# Request:
Can you give these items again with "component" swapped for "system" everywhere and nothing else changed, leaving the pictures out?

--- Start Entries shown ---

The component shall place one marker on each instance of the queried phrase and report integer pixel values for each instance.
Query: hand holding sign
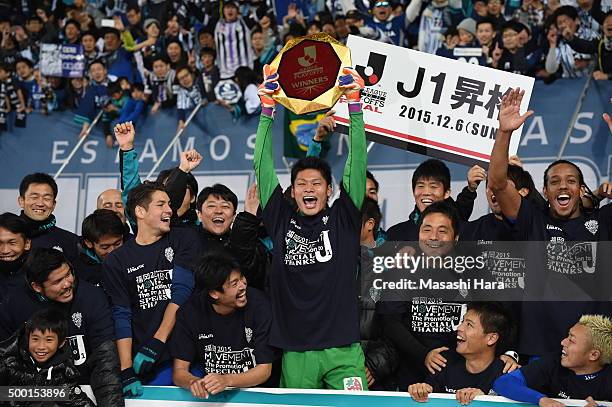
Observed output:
(509, 117)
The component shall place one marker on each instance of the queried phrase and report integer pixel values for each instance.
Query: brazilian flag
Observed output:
(299, 131)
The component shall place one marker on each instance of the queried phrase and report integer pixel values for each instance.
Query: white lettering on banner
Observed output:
(226, 150)
(535, 131)
(588, 131)
(148, 151)
(88, 149)
(57, 150)
(177, 148)
(445, 106)
(250, 154)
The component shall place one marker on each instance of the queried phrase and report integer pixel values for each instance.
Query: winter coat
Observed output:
(17, 368)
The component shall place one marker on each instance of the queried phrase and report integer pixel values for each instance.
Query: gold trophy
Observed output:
(308, 69)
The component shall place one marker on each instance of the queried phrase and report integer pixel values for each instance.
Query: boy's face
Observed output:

--- End Entries shown ---

# Correct output:
The system shall place one marker on each instance of the queried phrase and report integer pixel values for each instance.
Query: hand holding sign
Observed output:
(509, 117)
The system shall place one marker on each instance of the queried phrase and report integer pixel values for each instance.
Query: brazilian flag
Observed output:
(299, 131)
The system shall place one marker on each instance of the queried phrase and report integer pixel values for each instance.
Query: white lettering on banner
Observed output:
(226, 150)
(535, 131)
(588, 131)
(148, 151)
(88, 149)
(57, 150)
(177, 148)
(445, 106)
(250, 154)
The system shall place one marker on each instance of the queried phrase and report integer pixel values for each instance.
Query: winter coat
Observed output:
(17, 368)
The system shall place one marker on each instance of the queried phrase and report integer pixel values for each instance.
Query: gold trophy
Observed output:
(308, 69)
The system shall place one marker on each instance of the queried phrase and report integer pixel values for each instance.
Query: boy's face
Observed output:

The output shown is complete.